**WHAT NEEDS TO BE DONE**. Rescale the lines running from the one containing "Task: set a dot on every instance of the drawer" through the end of the records. Reproduce only those lines, requests included, with every x,y point coordinate in the answers multiplied by 0.4 and rounded to the nearest whole number (halves round up), and leave the request text unchanged.

**AVAILABLE RECORDS**.
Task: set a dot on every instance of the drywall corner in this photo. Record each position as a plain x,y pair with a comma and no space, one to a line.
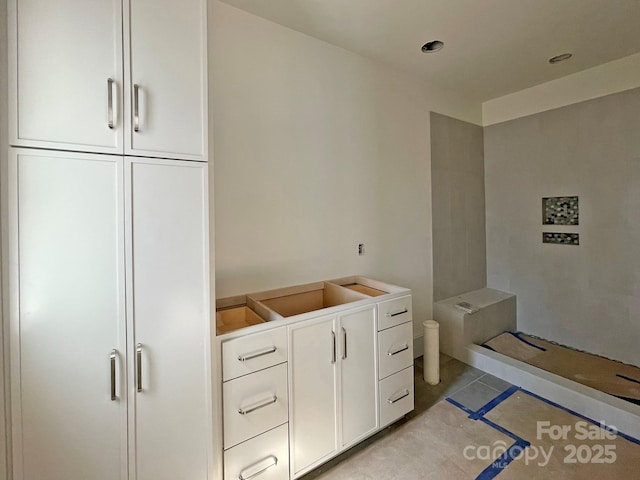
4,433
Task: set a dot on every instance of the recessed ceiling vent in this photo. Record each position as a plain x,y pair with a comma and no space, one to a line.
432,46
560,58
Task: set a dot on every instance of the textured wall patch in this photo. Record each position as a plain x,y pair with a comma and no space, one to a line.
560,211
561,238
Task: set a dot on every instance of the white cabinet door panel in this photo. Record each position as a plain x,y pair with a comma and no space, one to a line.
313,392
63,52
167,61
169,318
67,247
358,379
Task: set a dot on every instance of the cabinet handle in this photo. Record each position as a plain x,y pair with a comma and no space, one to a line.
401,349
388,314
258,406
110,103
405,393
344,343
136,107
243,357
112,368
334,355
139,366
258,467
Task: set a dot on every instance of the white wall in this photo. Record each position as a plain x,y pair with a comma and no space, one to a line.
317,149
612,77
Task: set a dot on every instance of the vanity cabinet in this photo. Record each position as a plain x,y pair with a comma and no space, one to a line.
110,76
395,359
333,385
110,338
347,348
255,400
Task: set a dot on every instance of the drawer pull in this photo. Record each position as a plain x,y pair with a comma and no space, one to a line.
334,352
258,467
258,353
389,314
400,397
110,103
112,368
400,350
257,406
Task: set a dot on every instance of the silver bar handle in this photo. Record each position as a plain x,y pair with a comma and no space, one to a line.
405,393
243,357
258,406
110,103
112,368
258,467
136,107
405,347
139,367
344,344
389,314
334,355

**WRITTEN ANSWER**.
Task: set a dot on every instance of the drawer pull in this photo. Record each position as a plain x,y pair with a comma and no space, one to a line.
134,141
103,187
103,141
156,126
160,159
44,41
45,147
160,140
103,162
Task: set a dot on every instance of the silver bar handle in this photo. Record each position as a plain x,y pair with a comma and no space, one to a line.
162,157
97,143
103,162
44,41
45,147
103,187
54,43
162,139
56,147
138,138
156,126
134,142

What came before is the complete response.